+++ Provided records +++
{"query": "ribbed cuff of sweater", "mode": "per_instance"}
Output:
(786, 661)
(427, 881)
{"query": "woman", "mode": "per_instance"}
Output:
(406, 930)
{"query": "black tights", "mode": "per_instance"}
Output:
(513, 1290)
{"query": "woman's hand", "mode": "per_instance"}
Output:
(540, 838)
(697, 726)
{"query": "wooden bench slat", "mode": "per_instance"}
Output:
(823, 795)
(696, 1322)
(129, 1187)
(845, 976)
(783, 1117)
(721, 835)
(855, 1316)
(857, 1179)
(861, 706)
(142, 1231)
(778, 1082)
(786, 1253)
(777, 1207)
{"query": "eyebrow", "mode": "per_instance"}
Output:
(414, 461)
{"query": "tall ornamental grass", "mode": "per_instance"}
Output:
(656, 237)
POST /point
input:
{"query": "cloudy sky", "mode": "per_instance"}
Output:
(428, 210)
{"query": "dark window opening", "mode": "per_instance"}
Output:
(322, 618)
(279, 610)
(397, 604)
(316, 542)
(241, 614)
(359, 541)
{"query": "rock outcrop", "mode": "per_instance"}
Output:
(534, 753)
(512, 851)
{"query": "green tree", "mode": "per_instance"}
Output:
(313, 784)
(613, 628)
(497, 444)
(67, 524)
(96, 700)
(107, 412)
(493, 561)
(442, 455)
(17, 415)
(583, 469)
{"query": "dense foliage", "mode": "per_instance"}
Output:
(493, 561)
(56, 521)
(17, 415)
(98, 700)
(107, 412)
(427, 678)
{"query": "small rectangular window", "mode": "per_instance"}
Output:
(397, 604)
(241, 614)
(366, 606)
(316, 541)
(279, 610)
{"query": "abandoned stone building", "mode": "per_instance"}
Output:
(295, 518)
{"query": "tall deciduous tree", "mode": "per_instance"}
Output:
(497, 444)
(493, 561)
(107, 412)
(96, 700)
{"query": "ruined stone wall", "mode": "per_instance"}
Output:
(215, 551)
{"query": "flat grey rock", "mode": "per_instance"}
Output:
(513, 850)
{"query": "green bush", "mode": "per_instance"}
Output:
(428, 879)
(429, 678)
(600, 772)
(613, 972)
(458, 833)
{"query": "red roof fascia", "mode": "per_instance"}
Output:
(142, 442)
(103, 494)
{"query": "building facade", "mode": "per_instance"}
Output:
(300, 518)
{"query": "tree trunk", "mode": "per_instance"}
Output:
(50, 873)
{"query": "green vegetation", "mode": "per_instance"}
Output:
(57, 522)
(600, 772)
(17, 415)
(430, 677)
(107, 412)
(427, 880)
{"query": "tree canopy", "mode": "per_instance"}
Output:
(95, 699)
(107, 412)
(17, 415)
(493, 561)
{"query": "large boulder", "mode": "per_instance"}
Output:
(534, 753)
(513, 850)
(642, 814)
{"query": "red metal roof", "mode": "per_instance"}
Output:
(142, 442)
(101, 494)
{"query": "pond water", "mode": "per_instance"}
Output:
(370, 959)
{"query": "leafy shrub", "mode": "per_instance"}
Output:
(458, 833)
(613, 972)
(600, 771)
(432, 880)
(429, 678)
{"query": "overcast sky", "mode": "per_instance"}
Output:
+++
List each line of the rows above that contains the string "roof". Treat uppercase and lowercase as different.

- **The reply**:
{"query": "red roof fascia", "mode": "per_instance"}
{"query": "red metal roof", "mode": "per_instance"}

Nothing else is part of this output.